-- Start of Data to use --

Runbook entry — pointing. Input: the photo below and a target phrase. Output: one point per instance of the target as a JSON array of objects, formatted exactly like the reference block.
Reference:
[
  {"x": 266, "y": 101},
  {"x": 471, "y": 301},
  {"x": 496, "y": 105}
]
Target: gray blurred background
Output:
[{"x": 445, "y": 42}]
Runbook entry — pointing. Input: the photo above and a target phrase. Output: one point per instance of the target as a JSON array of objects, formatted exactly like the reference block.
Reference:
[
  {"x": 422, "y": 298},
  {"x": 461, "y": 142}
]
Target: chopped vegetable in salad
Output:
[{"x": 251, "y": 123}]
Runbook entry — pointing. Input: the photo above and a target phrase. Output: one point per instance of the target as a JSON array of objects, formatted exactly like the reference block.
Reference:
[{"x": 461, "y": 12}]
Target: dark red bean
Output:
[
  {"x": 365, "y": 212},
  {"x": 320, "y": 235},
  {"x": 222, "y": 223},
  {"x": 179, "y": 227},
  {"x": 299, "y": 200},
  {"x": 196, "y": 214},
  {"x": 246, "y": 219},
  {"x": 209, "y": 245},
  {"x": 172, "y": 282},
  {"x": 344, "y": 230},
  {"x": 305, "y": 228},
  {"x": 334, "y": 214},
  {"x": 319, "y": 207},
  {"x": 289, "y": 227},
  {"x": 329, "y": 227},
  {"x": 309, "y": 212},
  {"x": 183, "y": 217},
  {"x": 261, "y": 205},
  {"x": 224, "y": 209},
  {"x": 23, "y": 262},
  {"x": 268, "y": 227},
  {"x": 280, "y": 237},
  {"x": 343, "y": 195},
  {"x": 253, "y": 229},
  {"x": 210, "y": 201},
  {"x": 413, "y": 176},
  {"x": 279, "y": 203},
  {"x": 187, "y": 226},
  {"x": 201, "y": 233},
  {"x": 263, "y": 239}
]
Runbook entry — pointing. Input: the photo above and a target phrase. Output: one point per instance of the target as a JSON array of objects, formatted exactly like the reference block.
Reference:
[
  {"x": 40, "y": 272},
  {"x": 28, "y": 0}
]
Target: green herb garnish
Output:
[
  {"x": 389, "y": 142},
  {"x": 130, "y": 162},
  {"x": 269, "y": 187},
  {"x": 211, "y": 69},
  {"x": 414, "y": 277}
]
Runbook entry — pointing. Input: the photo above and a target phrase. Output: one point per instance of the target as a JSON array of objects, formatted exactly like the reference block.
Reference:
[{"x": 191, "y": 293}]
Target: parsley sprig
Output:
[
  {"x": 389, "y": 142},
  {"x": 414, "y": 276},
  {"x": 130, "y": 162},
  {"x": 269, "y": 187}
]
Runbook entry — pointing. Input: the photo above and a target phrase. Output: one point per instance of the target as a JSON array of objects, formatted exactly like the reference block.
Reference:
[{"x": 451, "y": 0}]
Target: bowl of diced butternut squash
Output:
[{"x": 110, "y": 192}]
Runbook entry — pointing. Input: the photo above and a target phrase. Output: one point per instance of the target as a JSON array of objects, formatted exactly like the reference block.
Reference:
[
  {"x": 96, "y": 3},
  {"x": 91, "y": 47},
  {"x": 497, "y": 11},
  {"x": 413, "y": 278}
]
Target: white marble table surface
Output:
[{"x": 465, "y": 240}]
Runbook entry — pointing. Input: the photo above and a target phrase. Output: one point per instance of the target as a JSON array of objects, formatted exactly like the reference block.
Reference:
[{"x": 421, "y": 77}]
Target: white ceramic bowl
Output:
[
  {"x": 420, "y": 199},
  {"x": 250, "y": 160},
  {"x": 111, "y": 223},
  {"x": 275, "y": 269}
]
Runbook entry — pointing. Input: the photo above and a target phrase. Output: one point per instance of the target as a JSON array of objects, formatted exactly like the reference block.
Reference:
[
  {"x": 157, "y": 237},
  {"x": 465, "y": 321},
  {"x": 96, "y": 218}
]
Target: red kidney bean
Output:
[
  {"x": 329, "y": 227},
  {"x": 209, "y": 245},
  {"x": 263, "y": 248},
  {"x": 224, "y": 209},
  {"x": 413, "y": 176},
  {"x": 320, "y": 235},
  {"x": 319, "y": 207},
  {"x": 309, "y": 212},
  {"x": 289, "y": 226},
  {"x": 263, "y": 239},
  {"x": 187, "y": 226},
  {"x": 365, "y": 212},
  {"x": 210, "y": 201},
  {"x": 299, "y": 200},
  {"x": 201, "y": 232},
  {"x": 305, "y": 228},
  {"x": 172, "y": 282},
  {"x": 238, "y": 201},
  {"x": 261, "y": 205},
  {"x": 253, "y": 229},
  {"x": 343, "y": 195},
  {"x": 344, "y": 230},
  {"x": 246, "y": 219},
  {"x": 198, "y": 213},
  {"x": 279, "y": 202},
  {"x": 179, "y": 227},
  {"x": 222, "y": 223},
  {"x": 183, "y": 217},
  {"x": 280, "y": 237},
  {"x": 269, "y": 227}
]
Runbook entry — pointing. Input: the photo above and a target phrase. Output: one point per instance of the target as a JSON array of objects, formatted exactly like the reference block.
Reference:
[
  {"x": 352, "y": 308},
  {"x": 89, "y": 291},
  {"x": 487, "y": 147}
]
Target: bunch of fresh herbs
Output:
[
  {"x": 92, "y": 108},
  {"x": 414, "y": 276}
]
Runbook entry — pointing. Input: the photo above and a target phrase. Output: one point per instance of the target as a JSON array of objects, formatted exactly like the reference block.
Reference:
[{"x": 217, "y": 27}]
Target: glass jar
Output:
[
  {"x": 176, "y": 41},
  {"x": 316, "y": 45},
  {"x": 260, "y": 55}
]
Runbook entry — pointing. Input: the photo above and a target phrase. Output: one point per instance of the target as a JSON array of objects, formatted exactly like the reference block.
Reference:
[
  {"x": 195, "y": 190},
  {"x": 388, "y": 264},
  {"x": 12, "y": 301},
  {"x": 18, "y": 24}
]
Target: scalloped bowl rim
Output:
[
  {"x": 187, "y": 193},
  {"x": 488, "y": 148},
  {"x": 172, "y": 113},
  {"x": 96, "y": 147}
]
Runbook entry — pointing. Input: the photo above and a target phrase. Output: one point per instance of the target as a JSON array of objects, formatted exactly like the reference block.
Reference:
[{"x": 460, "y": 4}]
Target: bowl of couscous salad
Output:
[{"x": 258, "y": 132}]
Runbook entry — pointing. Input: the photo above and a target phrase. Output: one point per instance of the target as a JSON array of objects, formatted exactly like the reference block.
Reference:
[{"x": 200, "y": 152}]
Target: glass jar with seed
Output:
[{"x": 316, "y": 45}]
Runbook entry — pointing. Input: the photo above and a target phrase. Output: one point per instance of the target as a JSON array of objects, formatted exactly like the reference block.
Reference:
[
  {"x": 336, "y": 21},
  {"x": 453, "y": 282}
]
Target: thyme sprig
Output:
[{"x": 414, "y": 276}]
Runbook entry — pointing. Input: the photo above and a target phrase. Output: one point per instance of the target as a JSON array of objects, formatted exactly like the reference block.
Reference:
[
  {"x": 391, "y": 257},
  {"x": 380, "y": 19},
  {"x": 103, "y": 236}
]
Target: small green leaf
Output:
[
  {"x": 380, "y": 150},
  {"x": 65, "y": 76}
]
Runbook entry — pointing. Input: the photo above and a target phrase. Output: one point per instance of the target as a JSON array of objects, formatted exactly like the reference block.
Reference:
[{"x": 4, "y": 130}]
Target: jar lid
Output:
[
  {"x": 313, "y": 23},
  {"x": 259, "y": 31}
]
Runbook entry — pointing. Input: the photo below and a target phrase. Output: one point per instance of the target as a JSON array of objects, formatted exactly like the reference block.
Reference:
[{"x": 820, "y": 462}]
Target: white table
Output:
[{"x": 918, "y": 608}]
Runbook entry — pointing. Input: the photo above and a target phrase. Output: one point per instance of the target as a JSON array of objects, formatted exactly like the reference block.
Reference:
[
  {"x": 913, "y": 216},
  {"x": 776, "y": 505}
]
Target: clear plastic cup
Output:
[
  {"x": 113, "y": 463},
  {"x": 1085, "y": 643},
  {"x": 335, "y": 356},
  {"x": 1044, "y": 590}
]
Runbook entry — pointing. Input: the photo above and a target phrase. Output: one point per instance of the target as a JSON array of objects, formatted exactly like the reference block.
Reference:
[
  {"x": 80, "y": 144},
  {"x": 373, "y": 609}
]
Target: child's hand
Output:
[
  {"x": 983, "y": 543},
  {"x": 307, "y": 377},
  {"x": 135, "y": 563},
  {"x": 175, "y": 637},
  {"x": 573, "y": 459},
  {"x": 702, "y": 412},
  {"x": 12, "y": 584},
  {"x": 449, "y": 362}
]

-- End of Data to use --

◆ Stated goal ◆
Select every line of the listing above that contains the word "bowl", and copy each one. Case counts.

◆ Expected answer ◆
Target: bowl of diced butternut squash
Target: white ceramic bowl
Target: scalloped bowl rim
Target: bowl of couscous salad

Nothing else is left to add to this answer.